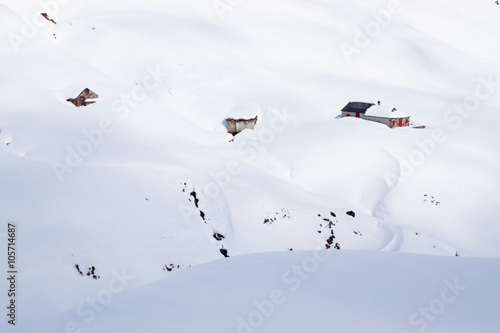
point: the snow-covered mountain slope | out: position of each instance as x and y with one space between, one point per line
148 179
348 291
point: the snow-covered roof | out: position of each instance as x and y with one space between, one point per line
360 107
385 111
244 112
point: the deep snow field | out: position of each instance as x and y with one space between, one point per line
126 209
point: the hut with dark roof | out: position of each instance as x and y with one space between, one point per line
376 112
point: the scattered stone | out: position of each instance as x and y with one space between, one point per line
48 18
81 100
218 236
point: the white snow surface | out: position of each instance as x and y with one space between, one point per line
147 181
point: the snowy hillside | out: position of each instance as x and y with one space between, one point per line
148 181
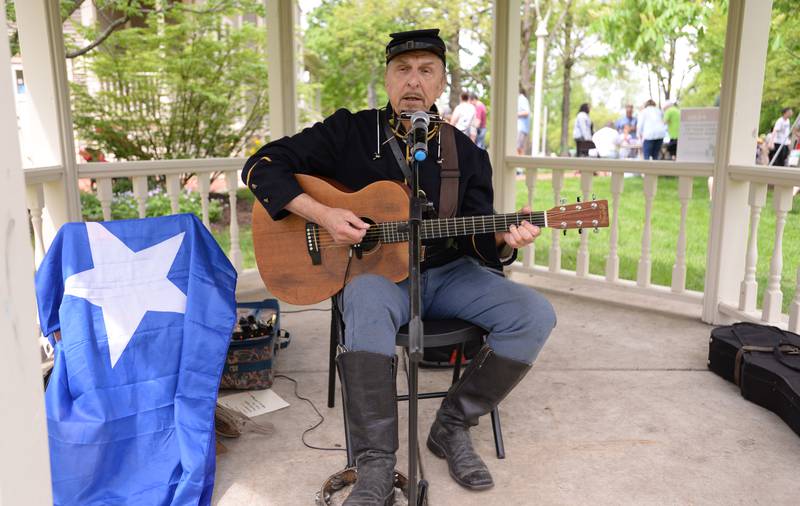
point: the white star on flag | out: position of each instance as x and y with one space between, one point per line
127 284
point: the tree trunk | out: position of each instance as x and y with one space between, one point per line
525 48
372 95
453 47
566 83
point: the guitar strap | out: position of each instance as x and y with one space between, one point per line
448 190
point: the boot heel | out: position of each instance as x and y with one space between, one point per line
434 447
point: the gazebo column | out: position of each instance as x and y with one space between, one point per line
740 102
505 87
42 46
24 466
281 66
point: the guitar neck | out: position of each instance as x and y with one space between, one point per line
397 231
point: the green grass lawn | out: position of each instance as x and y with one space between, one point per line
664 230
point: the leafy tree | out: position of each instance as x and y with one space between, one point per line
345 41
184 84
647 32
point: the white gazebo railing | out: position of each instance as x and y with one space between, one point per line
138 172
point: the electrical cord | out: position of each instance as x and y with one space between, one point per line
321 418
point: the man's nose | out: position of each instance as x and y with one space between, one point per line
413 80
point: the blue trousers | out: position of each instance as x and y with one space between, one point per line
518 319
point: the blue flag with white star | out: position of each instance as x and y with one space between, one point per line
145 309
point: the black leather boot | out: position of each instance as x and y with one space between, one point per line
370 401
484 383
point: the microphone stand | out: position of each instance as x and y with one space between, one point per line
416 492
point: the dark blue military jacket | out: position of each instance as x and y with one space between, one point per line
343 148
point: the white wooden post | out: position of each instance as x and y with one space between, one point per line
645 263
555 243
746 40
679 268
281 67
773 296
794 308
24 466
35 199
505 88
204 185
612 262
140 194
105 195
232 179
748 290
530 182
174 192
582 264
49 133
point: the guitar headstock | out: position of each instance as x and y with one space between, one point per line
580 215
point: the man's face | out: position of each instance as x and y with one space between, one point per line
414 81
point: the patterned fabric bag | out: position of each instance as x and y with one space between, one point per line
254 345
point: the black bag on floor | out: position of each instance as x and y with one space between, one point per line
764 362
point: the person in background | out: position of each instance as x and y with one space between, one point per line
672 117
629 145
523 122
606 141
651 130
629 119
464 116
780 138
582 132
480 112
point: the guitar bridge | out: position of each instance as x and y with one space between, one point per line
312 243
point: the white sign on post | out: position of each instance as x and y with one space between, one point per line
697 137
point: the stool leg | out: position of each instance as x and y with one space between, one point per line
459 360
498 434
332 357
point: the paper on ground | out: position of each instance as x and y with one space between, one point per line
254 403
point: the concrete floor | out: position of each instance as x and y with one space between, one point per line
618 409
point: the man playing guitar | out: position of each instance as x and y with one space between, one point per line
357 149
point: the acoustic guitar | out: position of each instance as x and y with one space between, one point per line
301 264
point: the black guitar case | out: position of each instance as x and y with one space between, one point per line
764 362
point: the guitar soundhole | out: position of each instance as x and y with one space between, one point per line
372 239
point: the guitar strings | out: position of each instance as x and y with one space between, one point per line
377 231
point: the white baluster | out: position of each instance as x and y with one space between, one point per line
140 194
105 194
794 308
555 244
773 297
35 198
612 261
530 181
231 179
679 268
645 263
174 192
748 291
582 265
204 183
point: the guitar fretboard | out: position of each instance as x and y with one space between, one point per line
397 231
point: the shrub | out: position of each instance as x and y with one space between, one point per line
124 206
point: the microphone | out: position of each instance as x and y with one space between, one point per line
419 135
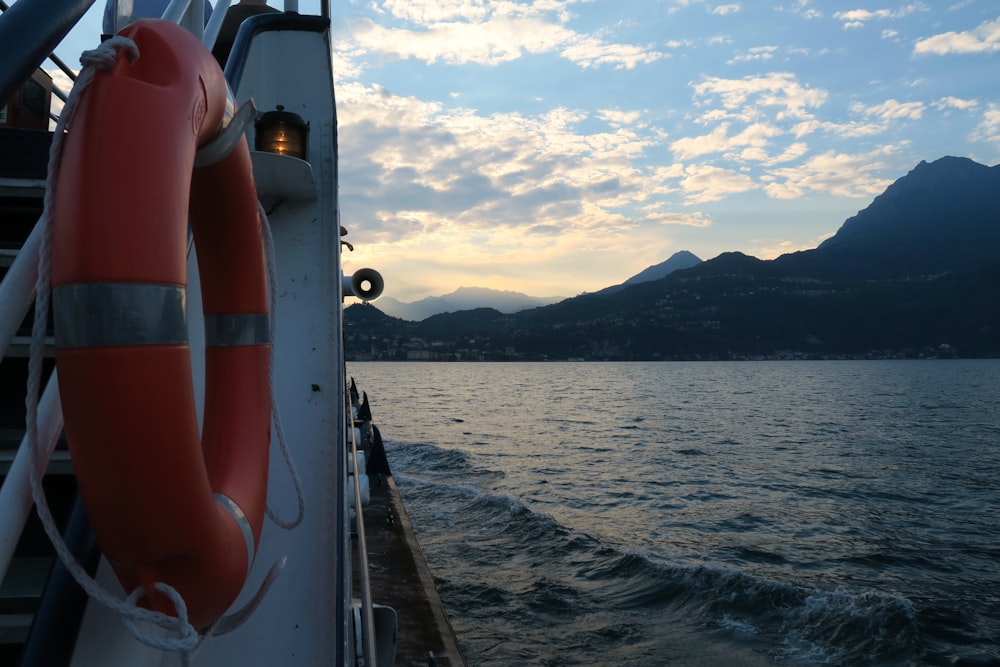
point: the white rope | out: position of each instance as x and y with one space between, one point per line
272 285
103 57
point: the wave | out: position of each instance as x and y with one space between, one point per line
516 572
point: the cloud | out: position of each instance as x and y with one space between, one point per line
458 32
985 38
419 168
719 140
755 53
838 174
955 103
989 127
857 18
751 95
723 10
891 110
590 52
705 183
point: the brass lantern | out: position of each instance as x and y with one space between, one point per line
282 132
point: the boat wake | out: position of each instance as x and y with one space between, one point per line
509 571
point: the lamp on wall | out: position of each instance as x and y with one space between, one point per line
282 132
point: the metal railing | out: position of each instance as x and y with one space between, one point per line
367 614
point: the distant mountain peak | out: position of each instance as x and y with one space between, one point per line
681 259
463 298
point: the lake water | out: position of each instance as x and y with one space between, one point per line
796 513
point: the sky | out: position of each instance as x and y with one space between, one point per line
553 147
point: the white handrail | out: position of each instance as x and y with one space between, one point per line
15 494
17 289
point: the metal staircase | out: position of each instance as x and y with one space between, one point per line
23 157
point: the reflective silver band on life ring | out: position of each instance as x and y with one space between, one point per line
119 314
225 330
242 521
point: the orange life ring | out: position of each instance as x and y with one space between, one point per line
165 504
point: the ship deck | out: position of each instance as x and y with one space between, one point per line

+===+

» **ABOUT THIS TASK**
An exact copy of all the entries is required, and it must contain no pictures.

» **OUTPUT BELOW**
point: the snow-covered mountain slope | out: position of each instance as x and y with one space between, one point per line
148 179
348 291
point: the snow-covered roof | out: position of each instance as x and y with one space between, one point per line
360 107
385 111
244 112
point: the deep snow field | out: position of each instance as x and y with one space between, one point per line
126 209
point: the hut with dark roof | out: position of each instance as x and y with one space between, one point per line
376 112
point: the scattered stone | out: position of each instance as x and y with one space between, one point per line
48 18
81 100
218 236
point: the white snow surface | out: position of each instance as x and y with one space between, one point per line
147 181
point: the snowy hillside | out: position of each instance as x and y with one space between, one point per line
148 181
point: the white star on flag | out: position of each instance as x and y with one space between, one point per line
127 284
point: the tree trunk | out: position of each instance as x and y with one space between, one point per line
525 48
372 95
453 47
566 83
point: the guitar strap | out: position of each instance as x and y with one space between, one point per line
448 190
point: the boot heel | out: position of each instance as x and y with one space between, one point per line
434 447
point: the gazebo column | out: position of each instance as x and y with one space between, one point per line
740 102
505 87
42 46
24 466
281 66
point: the guitar neck | out: position of each instance as x and y with one space between, one point per line
397 231
point: the green grass lawn | out: position of each instance as x and y with one space between, one point per line
664 230
point: the leafy tree | out: position of each instance as x and y with one space between, one point per line
345 41
184 84
647 32
point: the white gazebo railing | out: position of each instance as x and y with one space between, one point per line
138 172
point: the electrical cord | out: position of each instance as x and y with one space between, one point per line
321 418
point: the man's nose | out: position of each instance as x and y with one space between, one point per line
413 80
point: the blue trousers | out: position of each instance as x and y with one space between, one point per line
518 319
point: the blue flag with white star | out: position of each instance as x and y with one space between, one point per line
145 309
point: the black leather boot | out: position of each instance as x and y with one space between, one point per line
370 401
484 383
point: the microphone stand | out: position of each instance as x and y with one space between, one point per line
416 492
point: the dark blue military jacket | out: position of each instance as x and y with one space between, one point per line
343 148
point: the white wooden post | out: position of each instance as x and y with one space between, one point per line
645 263
555 243
746 40
679 268
281 67
773 296
794 308
24 466
35 199
505 88
204 185
612 262
140 194
105 195
232 179
748 290
530 182
174 192
582 264
49 133
point: the guitar headstock | out: position of each instance as x and y with one space between, one point per line
580 215
point: the man's face | out: position of each instance as x and y with one space between, one point per line
414 81
point: the patterned fabric bag | out: position of each instance as x and y with one space between, one point per line
254 345
point: the black bag on floor | out: position of each instance as x and y with one space between, one point per line
764 362
point: the person in background | out: position of each instance as x and y with one space between, one point per line
672 117
629 145
523 122
606 141
651 130
629 119
464 116
780 138
582 132
480 112
point: the guitar bridge | out: position of each instance as x and y with one space between, one point per line
312 243
point: the white sign on post | out: position of each instance as x and y with one space between, one point per line
697 137
point: the stool leg | out: position of each instance as x and y with one space between, one point per line
459 360
498 434
332 357
point: the paper on ground | out: position of each instance as x and y with one space between, one point per line
254 403
point: the concrete floor | out: position of each instance as x and y with one space between, one point per line
618 409
point: the man playing guitar | out: position of each instance as x and y with one space between, one point per line
357 149
point: the acoustic guitar | out: position of each instance as x and y with one space between, one point per line
301 264
point: the black guitar case | out: position of each instance as x and y with one space between, one point per line
764 362
point: the guitar soundhole | out: position of each instance as x and y with one space between, one point per line
372 239
point: the guitar strings | out: position of each instance as x and y with one space between, one point per line
377 231
point: the white baluster | out: position of each instance as x and y with one space between, one point per line
140 194
105 194
794 308
555 244
773 297
35 198
612 261
530 181
231 179
679 268
645 263
174 192
748 291
582 265
204 183
point: the guitar fretboard | out: position of each instance as x and y with one space between, one point per line
397 231
point: the shrub | out: position of each instance as x and y with one space between, one point per line
124 206
point: the microphone | out: position of each instance as x and y with one space between, one point per line
419 135
point: the white rope | out: position of each instance as x and y with one space between, one point per line
272 285
103 57
point: the wave | out: position of each instance as x and y with one space between, one point per line
516 572
point: the cloud | out: position of each instance as x and y with one space between, one point per line
458 32
985 38
419 168
719 140
755 53
838 174
955 103
989 127
857 18
751 95
723 10
891 110
590 52
705 183
point: the brass lantern | out: position of each instance as x and y with one space between, one point per line
282 132
point: the boat wake | out: position of each instance as x and y with one space between, one point per line
509 571
point: the lamp on wall | out: position of each instance as x and y with one space between, one point per line
282 132
point: the metal railing | out: position of each instance as x and y with one space between, one point per line
367 614
point: the distant mountain peak | out: position of each instance as x and y with one space between, one point per line
681 259
463 298
point: the lake water | out: position of each instance as x and y with one space between, one point per line
796 513
point: the sky | out: position of each instance as x and y with one space between, one point per line
553 147
point: the white handrail | out: position of each instance as x and y with one space between, one point per line
15 494
17 289
point: the metal staircase | out: position of each instance as x and y with one space between, one point per line
23 157
point: the reflective silver band on life ring | out: position of each instance as x and y with one space between, one point per line
119 314
225 330
242 521
point: the orange life ring | out: position of each instance as x and y with one space between, one point per line
165 504
point: the ship deck | out: position of each instance as x and y with one space between, one point per line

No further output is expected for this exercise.